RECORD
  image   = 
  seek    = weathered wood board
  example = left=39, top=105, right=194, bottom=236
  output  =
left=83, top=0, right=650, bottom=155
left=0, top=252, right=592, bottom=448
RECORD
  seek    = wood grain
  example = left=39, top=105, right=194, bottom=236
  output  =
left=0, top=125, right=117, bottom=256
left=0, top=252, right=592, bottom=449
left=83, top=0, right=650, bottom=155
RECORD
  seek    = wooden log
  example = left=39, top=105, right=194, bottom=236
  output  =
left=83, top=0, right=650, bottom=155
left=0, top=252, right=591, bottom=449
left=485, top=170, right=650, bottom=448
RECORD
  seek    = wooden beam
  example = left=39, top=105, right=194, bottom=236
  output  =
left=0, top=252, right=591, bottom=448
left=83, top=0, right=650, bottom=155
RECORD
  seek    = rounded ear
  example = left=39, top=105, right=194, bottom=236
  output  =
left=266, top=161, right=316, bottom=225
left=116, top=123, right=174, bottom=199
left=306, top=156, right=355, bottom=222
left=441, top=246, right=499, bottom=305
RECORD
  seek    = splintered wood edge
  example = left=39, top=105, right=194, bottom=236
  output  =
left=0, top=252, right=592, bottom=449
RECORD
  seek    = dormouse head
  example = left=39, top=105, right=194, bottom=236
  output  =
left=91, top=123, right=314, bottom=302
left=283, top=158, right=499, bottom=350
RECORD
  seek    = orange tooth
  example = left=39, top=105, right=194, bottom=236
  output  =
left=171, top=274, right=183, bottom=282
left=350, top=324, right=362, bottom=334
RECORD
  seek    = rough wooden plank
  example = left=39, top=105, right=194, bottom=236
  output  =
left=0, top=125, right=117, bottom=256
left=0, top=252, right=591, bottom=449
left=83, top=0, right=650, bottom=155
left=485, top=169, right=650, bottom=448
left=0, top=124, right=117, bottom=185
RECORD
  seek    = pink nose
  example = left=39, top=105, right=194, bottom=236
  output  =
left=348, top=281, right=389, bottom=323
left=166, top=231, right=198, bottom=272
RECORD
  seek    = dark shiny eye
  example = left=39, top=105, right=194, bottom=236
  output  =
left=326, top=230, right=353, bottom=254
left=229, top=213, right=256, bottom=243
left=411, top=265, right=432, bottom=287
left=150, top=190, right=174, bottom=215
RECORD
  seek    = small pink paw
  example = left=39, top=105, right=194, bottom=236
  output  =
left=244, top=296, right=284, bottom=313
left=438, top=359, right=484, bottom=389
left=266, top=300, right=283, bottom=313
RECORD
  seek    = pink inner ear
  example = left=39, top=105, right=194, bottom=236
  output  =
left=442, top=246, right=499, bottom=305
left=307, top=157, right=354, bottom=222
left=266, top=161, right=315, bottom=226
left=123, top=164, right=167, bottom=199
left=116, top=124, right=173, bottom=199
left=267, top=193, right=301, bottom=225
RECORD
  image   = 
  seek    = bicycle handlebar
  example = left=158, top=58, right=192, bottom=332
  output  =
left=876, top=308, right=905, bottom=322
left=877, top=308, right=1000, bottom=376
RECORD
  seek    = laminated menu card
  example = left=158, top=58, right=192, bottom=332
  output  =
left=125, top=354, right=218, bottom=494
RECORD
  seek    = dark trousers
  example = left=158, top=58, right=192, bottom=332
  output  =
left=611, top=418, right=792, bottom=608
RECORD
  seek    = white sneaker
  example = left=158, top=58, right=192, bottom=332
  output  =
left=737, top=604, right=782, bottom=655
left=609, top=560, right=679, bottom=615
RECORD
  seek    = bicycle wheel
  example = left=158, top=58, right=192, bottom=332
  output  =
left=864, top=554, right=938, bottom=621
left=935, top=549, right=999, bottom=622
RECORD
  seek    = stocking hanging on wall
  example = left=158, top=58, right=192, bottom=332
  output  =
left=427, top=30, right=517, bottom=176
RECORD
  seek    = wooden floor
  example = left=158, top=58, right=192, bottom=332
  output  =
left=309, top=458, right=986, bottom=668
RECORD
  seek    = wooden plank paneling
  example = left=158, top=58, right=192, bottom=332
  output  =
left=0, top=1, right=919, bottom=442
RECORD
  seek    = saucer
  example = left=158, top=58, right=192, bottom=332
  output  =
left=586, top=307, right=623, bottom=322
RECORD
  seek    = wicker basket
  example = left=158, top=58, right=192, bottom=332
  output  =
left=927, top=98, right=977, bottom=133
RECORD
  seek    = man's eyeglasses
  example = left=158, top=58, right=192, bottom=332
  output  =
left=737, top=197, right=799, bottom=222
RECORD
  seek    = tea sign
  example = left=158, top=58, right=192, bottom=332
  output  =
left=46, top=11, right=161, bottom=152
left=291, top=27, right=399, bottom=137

__________________________________________________

* [TASK ITEM] Each line in the data where the string "pink" occurs should be identified and copied.

* [SOLUTION TO THE PROBLEM]
  seek    = pink nose
  seek    = small pink paw
  seek    = pink inner ear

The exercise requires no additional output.